Excerpts from the bounding box listing:
════════════════════

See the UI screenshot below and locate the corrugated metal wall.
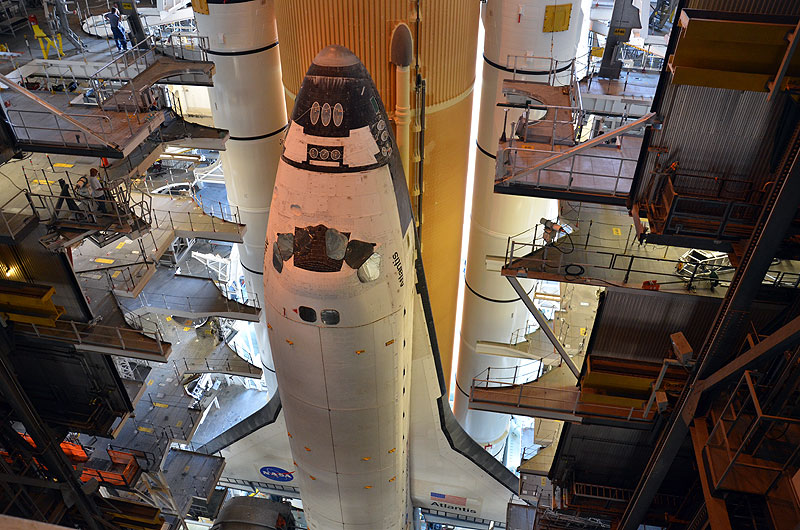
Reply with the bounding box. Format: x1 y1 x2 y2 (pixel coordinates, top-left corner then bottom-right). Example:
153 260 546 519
637 0 800 199
0 224 93 322
587 288 722 362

════════════════════

- REQUEST: Put each line of the listing above into a Markdown table with the columns "No." and "Text", skipping any blank lines. Omit the pictures.

- WRITTEN ANSWER:
| No. | Text |
|---|---|
| 1 | See the UI screenshot below and locate the corrugated metal wall. |
| 2 | Reply with the bounding box. Format: x1 y1 x2 y2 (pixel coordinates, top-left corner then bottom-right). Example: |
| 3 | 153 260 546 519 |
| 4 | 637 0 800 199 |
| 5 | 0 224 93 322 |
| 6 | 587 288 722 362 |